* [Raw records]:

- - -

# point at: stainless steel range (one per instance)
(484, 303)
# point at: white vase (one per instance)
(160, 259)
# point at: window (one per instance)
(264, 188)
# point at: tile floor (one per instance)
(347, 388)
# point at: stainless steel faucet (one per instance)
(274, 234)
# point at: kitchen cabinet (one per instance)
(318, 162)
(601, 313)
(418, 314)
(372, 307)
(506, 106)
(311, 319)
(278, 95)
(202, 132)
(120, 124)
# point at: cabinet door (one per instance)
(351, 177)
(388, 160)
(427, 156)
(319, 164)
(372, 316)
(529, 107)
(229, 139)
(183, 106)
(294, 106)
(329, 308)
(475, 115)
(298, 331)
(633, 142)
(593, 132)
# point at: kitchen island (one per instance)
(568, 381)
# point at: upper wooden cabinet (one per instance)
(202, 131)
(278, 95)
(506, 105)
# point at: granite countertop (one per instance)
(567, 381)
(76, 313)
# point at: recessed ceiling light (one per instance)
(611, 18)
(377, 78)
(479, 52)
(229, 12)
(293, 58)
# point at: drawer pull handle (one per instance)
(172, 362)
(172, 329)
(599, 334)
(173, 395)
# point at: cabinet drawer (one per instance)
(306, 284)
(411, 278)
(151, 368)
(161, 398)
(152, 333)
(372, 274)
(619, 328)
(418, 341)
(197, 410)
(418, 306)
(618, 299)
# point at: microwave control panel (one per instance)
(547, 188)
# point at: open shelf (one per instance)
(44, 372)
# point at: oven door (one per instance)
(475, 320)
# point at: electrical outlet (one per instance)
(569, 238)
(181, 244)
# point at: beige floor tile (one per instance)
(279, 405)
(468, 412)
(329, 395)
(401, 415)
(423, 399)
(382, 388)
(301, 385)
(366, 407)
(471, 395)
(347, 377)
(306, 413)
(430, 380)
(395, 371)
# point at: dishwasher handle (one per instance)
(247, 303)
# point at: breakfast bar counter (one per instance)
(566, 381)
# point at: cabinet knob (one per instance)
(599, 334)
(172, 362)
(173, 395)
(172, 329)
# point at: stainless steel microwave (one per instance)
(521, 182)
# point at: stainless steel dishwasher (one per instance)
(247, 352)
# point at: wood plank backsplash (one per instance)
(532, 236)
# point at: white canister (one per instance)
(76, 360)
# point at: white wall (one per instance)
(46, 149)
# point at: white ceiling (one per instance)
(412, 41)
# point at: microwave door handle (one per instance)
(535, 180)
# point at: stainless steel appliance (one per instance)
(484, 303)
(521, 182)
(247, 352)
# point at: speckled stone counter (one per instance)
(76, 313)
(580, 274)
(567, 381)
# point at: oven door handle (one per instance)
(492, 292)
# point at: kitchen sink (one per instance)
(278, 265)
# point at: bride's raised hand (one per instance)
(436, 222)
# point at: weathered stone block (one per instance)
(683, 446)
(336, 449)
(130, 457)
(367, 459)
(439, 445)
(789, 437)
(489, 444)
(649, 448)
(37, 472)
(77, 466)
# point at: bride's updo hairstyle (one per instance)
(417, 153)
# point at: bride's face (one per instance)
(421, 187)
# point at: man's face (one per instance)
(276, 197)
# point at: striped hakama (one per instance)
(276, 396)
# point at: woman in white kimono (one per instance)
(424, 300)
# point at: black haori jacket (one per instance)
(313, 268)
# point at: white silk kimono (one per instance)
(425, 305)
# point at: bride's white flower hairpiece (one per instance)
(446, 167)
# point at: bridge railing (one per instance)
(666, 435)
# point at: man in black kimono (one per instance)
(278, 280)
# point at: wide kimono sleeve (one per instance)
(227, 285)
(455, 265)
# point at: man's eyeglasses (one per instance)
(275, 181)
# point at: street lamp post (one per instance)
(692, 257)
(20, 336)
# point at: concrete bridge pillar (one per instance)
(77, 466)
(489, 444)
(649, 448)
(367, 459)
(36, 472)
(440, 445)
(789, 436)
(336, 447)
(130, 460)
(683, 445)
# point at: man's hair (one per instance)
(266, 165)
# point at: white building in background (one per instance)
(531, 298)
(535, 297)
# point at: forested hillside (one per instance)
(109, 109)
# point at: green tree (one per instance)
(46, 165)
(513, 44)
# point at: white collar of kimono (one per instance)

- - -

Extract each line of the listing above, copying it word for word.

* [Response to this exercise]:
# point at: stainless steel range (one per instance)
(484, 303)
# point at: white vase (one per instance)
(160, 259)
# point at: window (one per instance)
(264, 188)
# point at: tile floor (one per instance)
(347, 388)
# point at: stainless steel faucet (one per instance)
(274, 234)
# point at: kitchen cabinet (one per instance)
(318, 162)
(601, 313)
(418, 314)
(372, 307)
(506, 106)
(311, 319)
(278, 95)
(202, 132)
(120, 124)
# point at: cabinet door (one per instance)
(351, 177)
(388, 160)
(427, 156)
(319, 164)
(372, 316)
(529, 107)
(229, 139)
(183, 106)
(294, 106)
(329, 308)
(475, 115)
(298, 331)
(633, 142)
(593, 132)
# point at: kitchen island (one per instance)
(568, 381)
# point at: upper wooden cabinet (one per instance)
(202, 131)
(278, 95)
(506, 105)
# point at: granite countertop (one per instance)
(567, 381)
(76, 313)
# point at: recessed ceiling light (one per instance)
(611, 18)
(377, 78)
(479, 52)
(229, 12)
(293, 58)
# point at: drawer pull handle (one per instance)
(172, 362)
(172, 329)
(599, 334)
(173, 395)
# point at: cabinet drawer (one per instance)
(306, 284)
(411, 278)
(151, 368)
(161, 398)
(152, 333)
(372, 274)
(619, 328)
(418, 341)
(197, 410)
(418, 306)
(618, 299)
# point at: microwave control panel (one per instance)
(547, 188)
# point at: open shelf (one per instance)
(44, 372)
# point at: oven door (one per instance)
(475, 320)
# point at: electrical outlet (one per instance)
(569, 238)
(181, 244)
# point at: beige floor tile (one per instance)
(279, 405)
(468, 412)
(329, 395)
(401, 415)
(423, 399)
(382, 388)
(301, 385)
(366, 407)
(471, 395)
(347, 377)
(306, 413)
(430, 380)
(395, 371)
# point at: dishwasher handle (one per instance)
(247, 303)
# point at: breakfast bar counter (one per instance)
(566, 381)
# point at: cabinet knob (one per instance)
(599, 334)
(172, 362)
(173, 395)
(172, 329)
# point at: stainless steel microwave (one per instance)
(521, 182)
# point at: stainless steel dishwasher (one per instance)
(247, 352)
# point at: wood plank backsplash (one per instance)
(532, 236)
# point at: white canister (one per instance)
(76, 360)
# point at: white wall (one per instance)
(46, 149)
# point at: white ceiling (one per instance)
(412, 41)
# point at: microwave door handle (one per instance)
(535, 180)
# point at: stainless steel appliance (one per instance)
(484, 303)
(521, 182)
(247, 352)
# point at: speckled stone counter (one per instance)
(76, 313)
(580, 274)
(567, 381)
# point at: oven door handle (one per instance)
(492, 292)
# point at: kitchen sink (one per instance)
(278, 265)
# point at: bride's raised hand (one per instance)
(436, 222)
# point at: weathered stone block (one per instance)
(683, 446)
(336, 449)
(130, 457)
(367, 459)
(439, 445)
(789, 437)
(489, 444)
(649, 448)
(37, 472)
(77, 466)
# point at: bride's updo hairstyle (one per instance)
(417, 153)
# point at: bride's face (one per instance)
(421, 187)
# point at: man's face (one per instance)
(276, 197)
# point at: striped hakama (one per instance)
(276, 396)
# point at: woman in white kimono (one per instance)
(424, 300)
# point at: black haori jacket (one per instance)
(313, 268)
# point at: white silk kimono (one per instance)
(425, 305)
# point at: bride's white flower hairpiece (one per instance)
(446, 167)
# point at: bridge railing (one per instance)
(666, 435)
# point at: man in black kimono (one per instance)
(278, 280)
# point at: wide kimono sleeve (one per instance)
(227, 285)
(455, 265)
# point at: man's eyeglasses (one per instance)
(275, 181)
# point at: street lamp post (one per instance)
(692, 257)
(20, 336)
# point at: concrete bridge pillar (one per instance)
(77, 466)
(489, 444)
(649, 448)
(367, 459)
(36, 472)
(440, 445)
(789, 436)
(336, 447)
(130, 460)
(683, 445)
# point at: man's hair (one per instance)
(266, 165)
# point at: white building in background (one per instance)
(531, 298)
(535, 297)
# point at: forested hillside (one per instance)
(109, 109)
# point at: green tree (one per instance)
(46, 165)
(513, 44)
# point at: white collar of kimono (one per instance)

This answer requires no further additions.